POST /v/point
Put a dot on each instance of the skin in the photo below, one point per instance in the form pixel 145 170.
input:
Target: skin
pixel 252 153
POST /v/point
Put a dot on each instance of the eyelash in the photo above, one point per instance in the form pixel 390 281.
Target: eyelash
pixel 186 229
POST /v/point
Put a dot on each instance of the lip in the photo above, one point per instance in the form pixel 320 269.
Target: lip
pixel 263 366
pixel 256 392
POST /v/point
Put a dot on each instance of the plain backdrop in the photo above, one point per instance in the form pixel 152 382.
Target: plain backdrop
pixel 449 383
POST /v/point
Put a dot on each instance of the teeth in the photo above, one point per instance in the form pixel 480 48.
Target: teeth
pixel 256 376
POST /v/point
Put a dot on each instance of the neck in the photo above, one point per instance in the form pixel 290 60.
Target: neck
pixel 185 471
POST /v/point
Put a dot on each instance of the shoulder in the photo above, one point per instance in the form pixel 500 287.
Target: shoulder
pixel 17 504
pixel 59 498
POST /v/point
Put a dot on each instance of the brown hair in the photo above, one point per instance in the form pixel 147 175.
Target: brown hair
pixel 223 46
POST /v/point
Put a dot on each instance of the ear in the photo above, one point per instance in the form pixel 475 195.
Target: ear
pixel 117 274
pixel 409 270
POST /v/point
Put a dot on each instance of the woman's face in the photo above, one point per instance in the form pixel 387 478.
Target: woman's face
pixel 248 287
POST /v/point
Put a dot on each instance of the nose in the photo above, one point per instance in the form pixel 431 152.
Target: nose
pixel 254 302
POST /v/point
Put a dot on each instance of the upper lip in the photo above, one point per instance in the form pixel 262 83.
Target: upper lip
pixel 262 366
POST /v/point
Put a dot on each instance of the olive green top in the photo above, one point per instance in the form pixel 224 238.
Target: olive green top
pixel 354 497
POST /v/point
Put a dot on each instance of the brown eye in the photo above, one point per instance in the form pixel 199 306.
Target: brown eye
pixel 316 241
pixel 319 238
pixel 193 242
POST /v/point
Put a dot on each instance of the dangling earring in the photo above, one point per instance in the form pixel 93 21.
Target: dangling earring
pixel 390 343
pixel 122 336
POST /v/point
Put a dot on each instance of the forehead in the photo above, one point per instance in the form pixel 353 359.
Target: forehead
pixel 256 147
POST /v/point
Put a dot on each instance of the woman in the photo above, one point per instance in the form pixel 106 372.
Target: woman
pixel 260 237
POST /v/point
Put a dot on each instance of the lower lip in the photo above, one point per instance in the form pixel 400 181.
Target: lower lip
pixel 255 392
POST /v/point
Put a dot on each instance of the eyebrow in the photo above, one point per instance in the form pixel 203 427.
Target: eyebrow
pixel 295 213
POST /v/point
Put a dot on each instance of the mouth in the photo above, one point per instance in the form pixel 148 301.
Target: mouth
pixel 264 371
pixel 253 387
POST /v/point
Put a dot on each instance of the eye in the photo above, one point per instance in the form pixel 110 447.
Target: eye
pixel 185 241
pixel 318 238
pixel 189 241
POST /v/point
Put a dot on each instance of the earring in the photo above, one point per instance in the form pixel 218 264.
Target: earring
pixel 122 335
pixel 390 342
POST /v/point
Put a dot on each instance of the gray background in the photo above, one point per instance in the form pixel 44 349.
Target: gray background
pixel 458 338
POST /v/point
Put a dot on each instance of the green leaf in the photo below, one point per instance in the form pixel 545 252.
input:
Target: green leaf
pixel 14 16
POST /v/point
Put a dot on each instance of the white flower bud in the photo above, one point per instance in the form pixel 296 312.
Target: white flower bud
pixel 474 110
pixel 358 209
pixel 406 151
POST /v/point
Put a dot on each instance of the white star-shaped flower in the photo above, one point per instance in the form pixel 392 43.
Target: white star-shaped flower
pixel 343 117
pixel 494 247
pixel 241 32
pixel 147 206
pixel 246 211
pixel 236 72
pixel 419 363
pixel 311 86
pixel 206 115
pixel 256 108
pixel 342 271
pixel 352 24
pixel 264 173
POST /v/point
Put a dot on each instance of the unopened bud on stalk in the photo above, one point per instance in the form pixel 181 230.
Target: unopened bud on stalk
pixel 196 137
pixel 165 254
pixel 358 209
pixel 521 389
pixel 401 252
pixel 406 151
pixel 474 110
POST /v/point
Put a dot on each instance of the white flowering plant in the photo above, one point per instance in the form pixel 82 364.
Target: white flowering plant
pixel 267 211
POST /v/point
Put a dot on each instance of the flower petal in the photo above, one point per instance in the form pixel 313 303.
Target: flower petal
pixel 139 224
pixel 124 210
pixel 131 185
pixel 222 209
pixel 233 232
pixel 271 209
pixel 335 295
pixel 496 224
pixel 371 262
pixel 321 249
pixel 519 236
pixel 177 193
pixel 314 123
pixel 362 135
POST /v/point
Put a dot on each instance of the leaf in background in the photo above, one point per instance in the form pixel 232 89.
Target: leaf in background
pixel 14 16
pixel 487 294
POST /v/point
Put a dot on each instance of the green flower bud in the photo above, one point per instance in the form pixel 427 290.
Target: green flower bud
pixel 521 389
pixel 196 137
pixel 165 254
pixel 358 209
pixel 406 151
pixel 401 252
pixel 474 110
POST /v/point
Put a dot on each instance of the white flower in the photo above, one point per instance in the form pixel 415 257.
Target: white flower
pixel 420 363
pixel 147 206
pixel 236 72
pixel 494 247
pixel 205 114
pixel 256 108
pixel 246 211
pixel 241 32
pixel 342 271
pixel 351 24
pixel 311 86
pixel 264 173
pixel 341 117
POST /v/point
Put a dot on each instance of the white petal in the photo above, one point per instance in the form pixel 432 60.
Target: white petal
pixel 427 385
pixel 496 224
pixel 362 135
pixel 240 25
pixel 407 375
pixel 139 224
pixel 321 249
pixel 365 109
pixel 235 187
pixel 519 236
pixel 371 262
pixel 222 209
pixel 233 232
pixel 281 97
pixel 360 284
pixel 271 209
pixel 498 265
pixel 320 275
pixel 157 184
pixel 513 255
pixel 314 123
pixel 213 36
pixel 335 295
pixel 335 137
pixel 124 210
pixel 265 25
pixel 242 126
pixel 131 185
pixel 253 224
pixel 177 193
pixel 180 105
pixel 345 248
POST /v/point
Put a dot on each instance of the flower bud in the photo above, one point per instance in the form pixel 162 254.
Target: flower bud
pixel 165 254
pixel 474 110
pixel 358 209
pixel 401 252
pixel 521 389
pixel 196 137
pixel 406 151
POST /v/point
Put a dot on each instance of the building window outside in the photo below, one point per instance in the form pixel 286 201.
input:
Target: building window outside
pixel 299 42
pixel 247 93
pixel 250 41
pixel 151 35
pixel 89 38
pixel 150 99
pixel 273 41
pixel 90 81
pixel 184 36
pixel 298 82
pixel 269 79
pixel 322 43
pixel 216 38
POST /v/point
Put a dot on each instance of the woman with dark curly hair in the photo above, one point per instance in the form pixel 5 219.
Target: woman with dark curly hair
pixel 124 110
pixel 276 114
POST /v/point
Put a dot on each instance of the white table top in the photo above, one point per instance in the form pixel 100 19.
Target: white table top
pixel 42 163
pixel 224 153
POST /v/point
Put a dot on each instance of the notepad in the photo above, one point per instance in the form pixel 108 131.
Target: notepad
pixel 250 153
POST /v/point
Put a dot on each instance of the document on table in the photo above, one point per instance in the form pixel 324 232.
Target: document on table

_ _ _ _ _ _ _

Written instruction —
Could you arrange the records from the start up to and including the line with "pixel 409 270" as a two-column CSV headed input and output, one row per record? Put each record's text and its answer in one quoted field apiece, replacing line breaks with spaces.

The output —
input,output
"POST /v/point Put a dot on each instance of the skin in the photo below, one point per instance in the form pixel 145 170. input: Target: skin","pixel 252 153"
"POST /v/point Put a dot on each instance of the eyelash in the photo above, one point per instance in the form pixel 390 281. Target: eyelash","pixel 186 229"
"POST /v/point Put a dot on each instance of the lip in the photo above, one point per instance in the form pixel 320 269. Target: lip","pixel 263 366 pixel 256 392"
"POST /v/point Put a dot on each instance of the plain backdrop in the photo above, one point per instance in the form pixel 152 382. Target: plain backdrop","pixel 449 383"
"POST /v/point Put a dot on each instance of the teeth in the photo above, one point per instance in the form pixel 480 48. Target: teeth","pixel 256 376"
"POST /v/point Put a dot on each instance of the neck in the photo above, one point per instance in the form pixel 290 60. Target: neck","pixel 185 471"
"POST /v/point Put a dot on each instance of the shoulder in the photo above, one point per instance in the form pixel 500 287. Target: shoulder","pixel 17 504 pixel 59 498"
"POST /v/point Put a dot on each instance of the brown hair in the photo above, one point per instance in the form pixel 147 175. Target: brown hair","pixel 223 46"
"POST /v/point Put a dot on each instance of the ear in the photo above, one point per instance in the form pixel 475 195. Target: ear","pixel 117 274 pixel 409 270"